**PAGE EXTRACT:**
★ ★ ★ ★ ★

Kelly Wallace writes for CNN ” She learned about failed attempts to include a provision in previous legislation back in 2007, which would require that cars include some way to remind drivers about passengers in the back when the car is turned off and the driver leaves the vehicle. She wondered why there isn’t a law like that on the books now. Rogers-Seitz, who’s a lawyer, talked with her husband about making their family’s new mission the push for action against child vehicular heat stroke.

“He’s an engineer, so we would sit together and he has his notepad, and he’s like drawing out ideas for devices of things that could be developed, and I’m sitting here looking at the legal stuff. And we just kind of came together and said, you know, together as a family we’d like to do this,” she said.

She has since even drafted a bill, which she calls Benjamin’s Bill, and is using it as she reaches out to U.S. senators and representatives about options to consider. Her bill includes ideas such as having the Department of Transportation convene roundtable discussions with everyone from the automobile and car seat industries, to child safety advocates and victims, to academic and medical professionals.

She also wants to see more funding for research and development for technology that would detect a child in the rear seat when the driver leaves the car.”

But it is the first entry on her blog that contains the words  every person needs to read before they rush to judge her

Lying in bed last night, I began realizing what an integral role the press has in deciding what “the story” will be. The truth is that there is a bigger picture out there – an ongoing, political and intellectual debate about the history of these efforts to elicit change and how to go about it in the future – and I would hope that citizens would be just as interested in that as the local, sensationalized story. It saddens me that local media outlets are still stuck on “Ridgefield details” – is that story divisive (do we really need that type of thing now – it still hurts my heart)? Does it stir the pot enough to sell papers or website clicks? Maybe. But, I ask that we move beyond the sensationalization of the events of July 7th to deal with the real issues at hand – that will continue to affect hundreds of more children in the future if nothing is done. Did I forgive Kyle? Yes. Was it a horrible, traumatic day? Yes. We will always grieve that day…but we need to move forward to the bigger discussion right now. No discussion of his actions that day – it’s not about that. And, we have a working relationship with all local and state officials involved – and I will continue to give deference and respect to the privacy of the processes they are going through right now. I refuse to discuss the big sensationalization of the day – charges or statistics? That’s not the point. This isn’t about that – if it were, we surely would have remained quiet and holed up in our house.

★ ★ ★ ★ ★

**DATA FOR REVIEW:**
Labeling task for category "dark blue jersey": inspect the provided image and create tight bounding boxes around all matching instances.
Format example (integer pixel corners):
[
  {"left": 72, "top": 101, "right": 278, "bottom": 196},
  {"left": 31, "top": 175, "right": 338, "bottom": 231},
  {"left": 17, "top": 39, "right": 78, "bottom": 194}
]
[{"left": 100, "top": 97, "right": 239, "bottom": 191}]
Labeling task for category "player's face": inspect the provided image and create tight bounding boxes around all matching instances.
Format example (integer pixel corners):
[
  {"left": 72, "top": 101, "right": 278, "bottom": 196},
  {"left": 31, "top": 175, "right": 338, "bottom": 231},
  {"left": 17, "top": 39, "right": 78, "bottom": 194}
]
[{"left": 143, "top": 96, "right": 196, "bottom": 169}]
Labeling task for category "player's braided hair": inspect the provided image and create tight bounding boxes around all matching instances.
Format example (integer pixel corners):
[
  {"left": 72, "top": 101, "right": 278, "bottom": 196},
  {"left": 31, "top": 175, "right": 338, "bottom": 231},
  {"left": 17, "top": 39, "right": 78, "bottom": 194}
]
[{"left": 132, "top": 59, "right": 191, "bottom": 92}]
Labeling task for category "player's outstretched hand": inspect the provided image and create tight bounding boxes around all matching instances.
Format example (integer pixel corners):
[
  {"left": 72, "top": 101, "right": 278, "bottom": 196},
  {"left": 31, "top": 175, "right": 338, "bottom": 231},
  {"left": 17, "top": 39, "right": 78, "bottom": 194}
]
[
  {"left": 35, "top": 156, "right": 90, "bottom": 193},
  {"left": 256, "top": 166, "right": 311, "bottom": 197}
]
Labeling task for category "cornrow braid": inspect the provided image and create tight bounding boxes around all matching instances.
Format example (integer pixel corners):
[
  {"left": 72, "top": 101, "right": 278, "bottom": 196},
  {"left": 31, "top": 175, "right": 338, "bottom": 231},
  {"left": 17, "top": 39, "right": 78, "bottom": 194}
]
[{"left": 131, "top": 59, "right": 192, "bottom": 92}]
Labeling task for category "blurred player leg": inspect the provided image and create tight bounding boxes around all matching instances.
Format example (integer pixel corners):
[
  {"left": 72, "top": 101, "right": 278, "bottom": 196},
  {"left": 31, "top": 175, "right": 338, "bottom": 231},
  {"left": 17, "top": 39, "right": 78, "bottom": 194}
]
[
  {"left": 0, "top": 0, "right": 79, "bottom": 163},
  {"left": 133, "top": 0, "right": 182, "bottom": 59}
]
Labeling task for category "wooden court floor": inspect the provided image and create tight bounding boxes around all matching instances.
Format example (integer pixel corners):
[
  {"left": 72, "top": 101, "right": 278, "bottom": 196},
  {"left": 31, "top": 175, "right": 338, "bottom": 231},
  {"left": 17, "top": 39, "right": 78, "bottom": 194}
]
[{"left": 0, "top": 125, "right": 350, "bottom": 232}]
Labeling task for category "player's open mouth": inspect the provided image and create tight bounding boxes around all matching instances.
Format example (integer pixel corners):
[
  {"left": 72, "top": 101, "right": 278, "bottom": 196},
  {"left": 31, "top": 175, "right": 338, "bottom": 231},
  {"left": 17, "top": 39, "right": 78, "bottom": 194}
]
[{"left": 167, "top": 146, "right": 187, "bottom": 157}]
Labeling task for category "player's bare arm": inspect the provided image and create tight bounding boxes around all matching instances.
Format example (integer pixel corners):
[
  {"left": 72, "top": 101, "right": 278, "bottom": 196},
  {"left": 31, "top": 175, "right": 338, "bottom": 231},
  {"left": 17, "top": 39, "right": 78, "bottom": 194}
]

★ ★ ★ ★ ★

**REQUIRED ACTION:**
In the page extract, list every group that Benjamin's Bill would have the Department of Transportation bring together for roundtable discussions.

**SOLUTION FOR THIS PROBLEM:**
- the automobile industry
- the car seat industry
- child safety advocates
- victims
- academic professionals
- medical professionals